__Available data__.
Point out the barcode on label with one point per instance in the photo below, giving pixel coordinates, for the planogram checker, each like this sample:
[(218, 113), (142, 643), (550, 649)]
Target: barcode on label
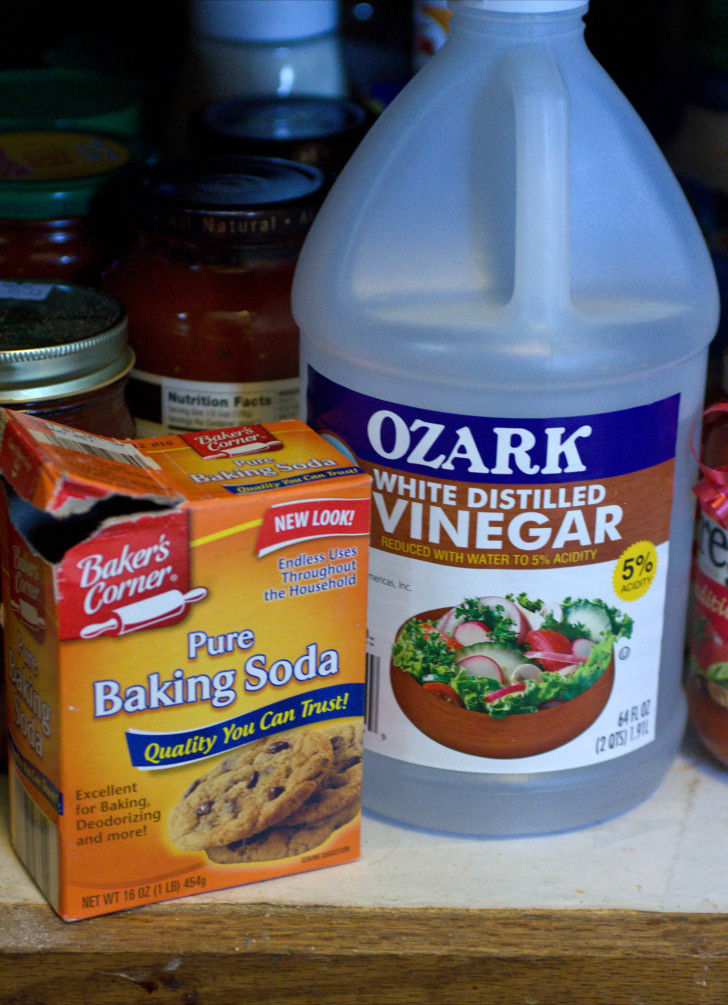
[(371, 712), (35, 838), (123, 453)]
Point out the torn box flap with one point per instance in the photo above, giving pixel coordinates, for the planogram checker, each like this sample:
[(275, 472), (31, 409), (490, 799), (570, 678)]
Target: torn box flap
[(61, 469)]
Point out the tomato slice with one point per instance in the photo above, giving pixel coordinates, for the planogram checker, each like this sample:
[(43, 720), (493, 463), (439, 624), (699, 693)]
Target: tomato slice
[(443, 691), (548, 640)]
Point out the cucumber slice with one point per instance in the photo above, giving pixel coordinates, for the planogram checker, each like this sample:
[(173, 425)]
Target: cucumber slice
[(593, 618), (508, 657)]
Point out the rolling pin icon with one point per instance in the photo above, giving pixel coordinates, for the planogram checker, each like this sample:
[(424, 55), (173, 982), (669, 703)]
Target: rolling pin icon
[(146, 613)]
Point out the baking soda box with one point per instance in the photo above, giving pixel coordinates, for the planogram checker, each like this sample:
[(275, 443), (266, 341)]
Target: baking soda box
[(184, 627)]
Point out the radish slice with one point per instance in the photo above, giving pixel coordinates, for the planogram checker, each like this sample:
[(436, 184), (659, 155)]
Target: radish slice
[(581, 648), (471, 632), (482, 666), (526, 671)]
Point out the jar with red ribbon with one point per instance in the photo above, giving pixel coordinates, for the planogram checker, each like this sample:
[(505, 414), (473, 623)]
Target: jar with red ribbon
[(707, 671)]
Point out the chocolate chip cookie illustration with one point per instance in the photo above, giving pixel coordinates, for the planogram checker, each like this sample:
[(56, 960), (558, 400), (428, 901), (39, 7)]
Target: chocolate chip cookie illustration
[(250, 790), (343, 782), (282, 842)]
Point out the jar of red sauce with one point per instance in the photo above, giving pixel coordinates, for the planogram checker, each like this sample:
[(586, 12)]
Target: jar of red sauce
[(207, 290), (56, 221), (707, 669)]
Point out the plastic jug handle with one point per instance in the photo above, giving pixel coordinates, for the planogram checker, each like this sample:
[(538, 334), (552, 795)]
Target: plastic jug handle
[(542, 107)]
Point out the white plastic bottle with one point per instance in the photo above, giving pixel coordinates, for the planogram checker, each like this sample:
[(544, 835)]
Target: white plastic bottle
[(505, 308)]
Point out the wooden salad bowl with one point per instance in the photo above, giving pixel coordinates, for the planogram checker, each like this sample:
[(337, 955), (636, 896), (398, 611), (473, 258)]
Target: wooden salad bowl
[(514, 736)]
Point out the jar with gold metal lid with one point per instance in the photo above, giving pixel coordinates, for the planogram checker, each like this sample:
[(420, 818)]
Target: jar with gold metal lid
[(63, 356)]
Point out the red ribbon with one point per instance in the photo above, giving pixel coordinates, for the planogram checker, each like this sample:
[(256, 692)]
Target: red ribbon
[(712, 490)]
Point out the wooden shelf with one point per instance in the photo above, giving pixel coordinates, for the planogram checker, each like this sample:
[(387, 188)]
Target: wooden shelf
[(632, 911)]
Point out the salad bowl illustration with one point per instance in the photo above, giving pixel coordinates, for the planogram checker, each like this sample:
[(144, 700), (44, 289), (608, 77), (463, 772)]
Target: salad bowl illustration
[(505, 676)]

__Work task__. Leaving the pictures behind, return every line above exactly.

__Exercise response__.
Point out the barcode on label with one point per instance in the photo below, giving pixel coordinates, for the planogram checker, each like this sample:
[(218, 113), (142, 643), (550, 649)]
Target: barcode on label
[(371, 712), (35, 838), (123, 453)]
Point out the torn box flap with one point per instance in the photo above, giving pixel coordinates, for the planogram checker, each like this sample:
[(275, 472), (31, 409), (490, 799), (570, 678)]
Target: torn box flap
[(61, 469)]
Point out the tomato slice with one point per instance in the photo above, giving pixel coordinates, for the planogram checker, each like this sample:
[(43, 720), (493, 463), (439, 624), (699, 693)]
Target: tomato slice
[(443, 691), (548, 640)]
Point out the cucumber slice with one point per instance in the photo above, giving pixel coordinates, for the planogram checker, each like this sample:
[(173, 425)]
Target: cucumber slice
[(593, 618), (508, 657)]
Point out the rolling pin icon with one point per instance in the photo above, giving pixel coordinates, for the planogram checker, each like this sample:
[(424, 55), (173, 982), (669, 703)]
Target: rolling pin icon
[(146, 613)]
Point out the baking soda box with one point per instance in the photo above, giving pixel coordinates, for the planogram checker, each like this sample:
[(275, 443), (266, 341)]
Target: baking soda box
[(184, 627)]
Point out the radish slice with one point per instance in the photo above, giving pixel coordinates, for the planogram checker, each like this sample:
[(436, 184), (659, 155)]
Target: radish slice
[(581, 648), (471, 632), (482, 666), (526, 671)]
Point out the jar with red ribbon with one point per instance in the photo above, giving pixel coordinates, for the planogram checker, each like this sample:
[(505, 414), (473, 623)]
Target: jar with red ribbon
[(707, 671)]
Point out the chocolate chip cookie illustration with one point per instance in the photo above, giving pixel coordinates, for the planogram checker, each like this sample:
[(56, 960), (558, 400), (428, 901), (39, 7)]
Target: chocolate chip cookie illustration
[(250, 790), (343, 782), (282, 842)]
Point out the jar of red sauce with one point per instance in the photo above, giving pixel coordinates, for the planogram checker, each like this sample:
[(586, 12)]
Target: jar of red sauce
[(207, 290), (56, 221), (707, 669)]
Point out the plastic jug handle with one point per instance in the photo above, giving pixel coordinates, for the planogram checker, each like this sample:
[(538, 334), (552, 795)]
Target: plastic jug handle
[(542, 107)]
Point out the white plastic bottle with one point per instance in the photo above, giving pixel coordinates, for the planogram checker, each like this sample:
[(544, 835)]
Target: white plastic bottle
[(505, 308)]
Point out the wooden salad bowl with one point per instance in the photo above, giving pixel coordinates, for the planogram checker, each like this sample:
[(337, 955), (636, 896), (398, 611), (473, 258)]
Target: wooden salad bowl
[(514, 736)]
Point out the jar with gold metal lid with one point per instance in the photo above, giving pixel coordinates, for the planogram checker, each like this sample:
[(420, 818)]
Target: jar with gold metal lid
[(63, 356)]
Point out the red ribbon with one point per instance in the photo above, giving pixel coordinates, for the planogram checker, each like this sample:
[(256, 692)]
Target: red ribbon
[(712, 490)]
Point out the wooden shelf with one point per instance in the photo above, giving pixel coordinates, for the planogram checker, each like this sample:
[(387, 188)]
Target: wooden shelf
[(632, 911)]
Point out the salad bowl illustration with one point per instance in the photo above, giving pixel coordinates, for the planogram checker, each like this sample:
[(144, 700), (44, 289), (608, 77), (463, 772)]
Target: salad bowl illustration
[(505, 676)]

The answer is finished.